# Complete the following:
a: According to the TV review, which actress plays the sisters' mother?
b: Return the TV review word for word from "And yet upon" up to and including "For 10 bucks.".

# Source extract:

A sister act that’s tough to swallow
On paper, “The Return of Jezebel James,” which premieres on Fox tonight, has so much going for it. It’s the brainchild of Amy Sherman-Palladino, who gave us the still-mourned “Gilmore Girls.” It explores the little-known yet highly fraught world of children’s fiction that was so fun in “Elf.” It stars two lovable and highly gifted actors: former indie picture “It” girl Parker Posey as Sarah Tompkins, a tightly-wound children’s fiction editor, and Lauren Ambrose, who rocked so many worlds on “Six Feet Under,” as her sullen and boho sister, Coco. (Coco! It has a character named Coco!) They are brought reluctantly together in one apartment, a la “The Odd Couple,” a tried but true construct made modern with a surrogacy twist -- Sarah, who cannot conceive, hires Coco to have a baby for her. And, in case you need extra sprinkles on your sundae, Dianne Wiest plays their mother.
And yet.
And yet upon viewing the pilot and an early episode, it is impossible not to feel a little ripped off. Like getting the Tiffany box, with the white satin bow, and opening it to find . . . a Starbucks gift card. For 10 bucks.
There are worse gifts you could get, sure, and there are worse shows than “Jezebel James,” though Fox apparently doesn’t think so, having cut its initial 13-episode order and choosing to premiere it on the second deadest night of the week (Saturday isn’t even a possibility anymore). The problem is that from these folks you expect a fascinating female lead, but you get instead every uptight, cellphone-clenching, relationship-avoiding, food-issue-riven working woman you’ve ever seen (and never met).
From the moment Posey appears on screen, yammering into a cellphone about notes her assistant has made to her about what to wear and spilling her back story to a neighbor kid collecting money for baseball uniforms -- her husband has left her, she doesn’t care and no, she didn’t “make him gay” -- Sarah feels as empty and echoing as her sofaless bedroom. And since she is the center of the show, this is a rather immediate problem.

# Raw records:
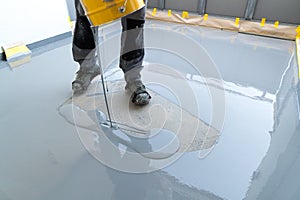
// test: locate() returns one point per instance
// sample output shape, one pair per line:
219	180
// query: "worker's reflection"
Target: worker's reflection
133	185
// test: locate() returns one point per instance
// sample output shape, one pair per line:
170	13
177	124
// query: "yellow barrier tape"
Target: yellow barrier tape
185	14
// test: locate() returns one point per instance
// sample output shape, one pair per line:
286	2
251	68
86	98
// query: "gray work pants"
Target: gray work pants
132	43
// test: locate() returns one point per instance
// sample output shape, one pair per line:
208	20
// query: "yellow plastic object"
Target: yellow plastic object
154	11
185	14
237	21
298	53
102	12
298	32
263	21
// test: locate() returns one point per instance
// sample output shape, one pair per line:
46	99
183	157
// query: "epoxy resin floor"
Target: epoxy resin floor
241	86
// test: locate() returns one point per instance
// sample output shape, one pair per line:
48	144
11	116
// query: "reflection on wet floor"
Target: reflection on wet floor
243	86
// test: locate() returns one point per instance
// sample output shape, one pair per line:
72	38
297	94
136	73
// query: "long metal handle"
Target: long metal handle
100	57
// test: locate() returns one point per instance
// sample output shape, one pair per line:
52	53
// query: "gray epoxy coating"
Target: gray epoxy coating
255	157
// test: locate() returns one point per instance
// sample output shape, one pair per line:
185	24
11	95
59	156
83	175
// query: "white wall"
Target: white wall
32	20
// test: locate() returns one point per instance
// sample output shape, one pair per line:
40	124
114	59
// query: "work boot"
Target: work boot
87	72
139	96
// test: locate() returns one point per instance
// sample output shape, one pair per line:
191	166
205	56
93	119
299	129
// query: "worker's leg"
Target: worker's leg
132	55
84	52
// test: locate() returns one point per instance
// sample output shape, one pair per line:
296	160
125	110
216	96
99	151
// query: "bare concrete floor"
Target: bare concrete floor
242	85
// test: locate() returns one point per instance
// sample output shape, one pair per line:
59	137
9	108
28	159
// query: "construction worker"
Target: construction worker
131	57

---

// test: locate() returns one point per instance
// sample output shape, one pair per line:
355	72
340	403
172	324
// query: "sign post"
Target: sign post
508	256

# Outputs in order:
a: Dianne Wiest

b:
And yet upon viewing the pilot and an early episode, it is impossible not to feel a little ripped off. Like getting the Tiffany box, with the white satin bow, and opening it to find . . . a Starbucks gift card. For 10 bucks.